EXERCISE INPUTS ->
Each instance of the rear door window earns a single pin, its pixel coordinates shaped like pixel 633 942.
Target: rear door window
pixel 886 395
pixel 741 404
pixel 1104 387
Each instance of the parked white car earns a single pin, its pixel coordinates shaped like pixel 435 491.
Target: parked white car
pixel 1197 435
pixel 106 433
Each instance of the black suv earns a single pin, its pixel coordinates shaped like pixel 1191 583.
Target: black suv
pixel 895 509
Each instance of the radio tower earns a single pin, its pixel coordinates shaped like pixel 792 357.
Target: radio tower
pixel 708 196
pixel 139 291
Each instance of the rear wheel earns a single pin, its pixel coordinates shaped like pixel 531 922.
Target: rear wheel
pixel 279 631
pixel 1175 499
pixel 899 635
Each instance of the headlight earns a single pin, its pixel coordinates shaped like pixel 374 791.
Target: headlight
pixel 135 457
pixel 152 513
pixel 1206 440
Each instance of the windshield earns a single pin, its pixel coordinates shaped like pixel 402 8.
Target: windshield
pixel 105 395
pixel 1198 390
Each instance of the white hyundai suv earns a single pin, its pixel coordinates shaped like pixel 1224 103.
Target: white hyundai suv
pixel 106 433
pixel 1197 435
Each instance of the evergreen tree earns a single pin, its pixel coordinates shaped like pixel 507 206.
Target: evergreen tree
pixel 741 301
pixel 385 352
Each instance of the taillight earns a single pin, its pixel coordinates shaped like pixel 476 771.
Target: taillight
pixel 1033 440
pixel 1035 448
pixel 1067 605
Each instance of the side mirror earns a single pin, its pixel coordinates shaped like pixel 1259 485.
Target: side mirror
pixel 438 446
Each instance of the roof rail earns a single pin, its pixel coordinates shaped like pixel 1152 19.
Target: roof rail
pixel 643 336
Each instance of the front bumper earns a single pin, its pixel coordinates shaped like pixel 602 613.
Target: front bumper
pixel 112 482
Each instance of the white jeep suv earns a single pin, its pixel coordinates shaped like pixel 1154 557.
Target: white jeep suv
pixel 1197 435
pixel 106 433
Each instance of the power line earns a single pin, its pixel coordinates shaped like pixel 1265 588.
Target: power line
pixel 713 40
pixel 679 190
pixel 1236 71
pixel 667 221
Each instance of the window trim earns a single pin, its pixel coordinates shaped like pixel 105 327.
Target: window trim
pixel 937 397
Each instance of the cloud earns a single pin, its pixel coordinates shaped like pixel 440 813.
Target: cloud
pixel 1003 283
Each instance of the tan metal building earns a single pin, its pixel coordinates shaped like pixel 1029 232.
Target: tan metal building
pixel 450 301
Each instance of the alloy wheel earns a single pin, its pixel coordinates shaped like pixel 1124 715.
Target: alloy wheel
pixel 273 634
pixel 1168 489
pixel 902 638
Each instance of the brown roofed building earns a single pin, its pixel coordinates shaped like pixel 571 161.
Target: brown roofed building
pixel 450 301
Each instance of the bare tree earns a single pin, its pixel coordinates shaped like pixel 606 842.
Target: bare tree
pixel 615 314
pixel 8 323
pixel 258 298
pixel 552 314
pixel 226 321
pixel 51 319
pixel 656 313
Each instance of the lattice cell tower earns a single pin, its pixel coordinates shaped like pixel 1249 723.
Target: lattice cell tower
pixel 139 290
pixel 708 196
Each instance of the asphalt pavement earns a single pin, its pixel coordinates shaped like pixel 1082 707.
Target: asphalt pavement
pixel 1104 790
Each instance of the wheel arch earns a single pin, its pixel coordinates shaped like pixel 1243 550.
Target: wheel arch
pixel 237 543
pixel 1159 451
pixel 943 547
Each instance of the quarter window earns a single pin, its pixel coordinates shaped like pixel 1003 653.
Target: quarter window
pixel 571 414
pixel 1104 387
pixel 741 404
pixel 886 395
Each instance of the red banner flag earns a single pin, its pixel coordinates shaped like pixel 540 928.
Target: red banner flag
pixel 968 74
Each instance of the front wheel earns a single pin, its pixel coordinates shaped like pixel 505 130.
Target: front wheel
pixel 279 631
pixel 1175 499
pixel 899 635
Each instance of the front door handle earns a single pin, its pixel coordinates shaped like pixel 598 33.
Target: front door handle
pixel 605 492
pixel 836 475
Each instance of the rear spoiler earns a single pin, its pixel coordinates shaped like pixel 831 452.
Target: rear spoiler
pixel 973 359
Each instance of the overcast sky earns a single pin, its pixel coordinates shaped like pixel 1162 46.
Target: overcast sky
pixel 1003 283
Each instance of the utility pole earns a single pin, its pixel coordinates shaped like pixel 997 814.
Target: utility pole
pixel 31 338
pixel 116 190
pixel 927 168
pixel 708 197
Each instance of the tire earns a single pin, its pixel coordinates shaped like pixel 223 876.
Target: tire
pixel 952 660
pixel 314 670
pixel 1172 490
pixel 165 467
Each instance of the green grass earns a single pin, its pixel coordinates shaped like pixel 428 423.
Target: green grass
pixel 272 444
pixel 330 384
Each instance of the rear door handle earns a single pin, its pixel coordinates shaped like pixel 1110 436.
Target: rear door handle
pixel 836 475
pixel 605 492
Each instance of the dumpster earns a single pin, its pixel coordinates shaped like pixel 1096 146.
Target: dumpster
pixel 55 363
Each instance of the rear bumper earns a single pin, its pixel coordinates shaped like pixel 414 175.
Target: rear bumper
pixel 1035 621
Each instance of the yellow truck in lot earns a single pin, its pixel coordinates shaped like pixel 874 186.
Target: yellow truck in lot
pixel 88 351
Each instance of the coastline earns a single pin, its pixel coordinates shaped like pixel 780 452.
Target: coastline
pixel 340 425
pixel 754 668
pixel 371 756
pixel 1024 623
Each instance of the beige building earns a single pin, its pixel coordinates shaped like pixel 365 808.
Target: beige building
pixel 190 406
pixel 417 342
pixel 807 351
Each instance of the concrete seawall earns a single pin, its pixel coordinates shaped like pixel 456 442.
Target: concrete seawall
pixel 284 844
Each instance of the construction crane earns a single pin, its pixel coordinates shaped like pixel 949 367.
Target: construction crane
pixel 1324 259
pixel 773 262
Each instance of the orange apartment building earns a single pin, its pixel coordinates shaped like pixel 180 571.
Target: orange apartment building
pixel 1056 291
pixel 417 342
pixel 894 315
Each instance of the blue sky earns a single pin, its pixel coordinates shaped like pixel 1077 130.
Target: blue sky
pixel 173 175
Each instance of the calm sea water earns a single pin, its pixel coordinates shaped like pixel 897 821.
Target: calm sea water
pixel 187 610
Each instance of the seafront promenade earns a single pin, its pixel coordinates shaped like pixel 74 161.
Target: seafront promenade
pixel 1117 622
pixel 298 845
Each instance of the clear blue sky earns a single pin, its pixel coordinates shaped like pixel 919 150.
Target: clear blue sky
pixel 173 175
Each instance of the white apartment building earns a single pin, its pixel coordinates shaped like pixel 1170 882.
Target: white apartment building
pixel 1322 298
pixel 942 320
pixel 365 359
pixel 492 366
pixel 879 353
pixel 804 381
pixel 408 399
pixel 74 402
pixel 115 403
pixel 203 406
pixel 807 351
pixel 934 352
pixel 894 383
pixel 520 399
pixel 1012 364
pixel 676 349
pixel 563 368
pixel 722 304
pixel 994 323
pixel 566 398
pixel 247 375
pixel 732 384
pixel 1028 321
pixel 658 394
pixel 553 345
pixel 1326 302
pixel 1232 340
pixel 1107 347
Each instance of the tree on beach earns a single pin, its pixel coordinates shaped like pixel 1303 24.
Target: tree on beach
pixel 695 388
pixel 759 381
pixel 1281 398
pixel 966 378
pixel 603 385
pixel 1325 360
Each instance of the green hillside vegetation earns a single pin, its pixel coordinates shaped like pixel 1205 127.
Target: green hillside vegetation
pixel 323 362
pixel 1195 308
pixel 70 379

TO BE DONE ->
Update everything from the line containing "Each instance of the beige" down to the line containing "pixel 187 610", both lines included, so that "construction crane" becomes "tower crane" and nothing else changes.

REPLY TO THE EXERCISE ->
Each instance of the beige building earns a single pin, its pixel coordinates shaped like pixel 365 808.
Target: beige building
pixel 190 406
pixel 417 342
pixel 807 351
Each instance of the concrete seawall earns a single pin, its pixel coordinates shaped like pixel 456 442.
Target: concrete seawall
pixel 284 844
Each instance of the tower crane earns a single pin, its pixel coordinates shaped like pixel 949 367.
Target: tower crane
pixel 1324 259
pixel 773 262
Each instance of the orange apartment building earns a single pin, its pixel coordinates shaped like pixel 180 571.
Target: orange apartment building
pixel 1056 291
pixel 417 342
pixel 894 315
Each instance of the blue sky earns a single pin, its pixel coordinates shaped like pixel 1077 130.
Target: blue sky
pixel 173 175
Each instance of the calm sea water earns a single pin, its pixel coordinates shaped like pixel 897 821.
Target: calm sea water
pixel 187 610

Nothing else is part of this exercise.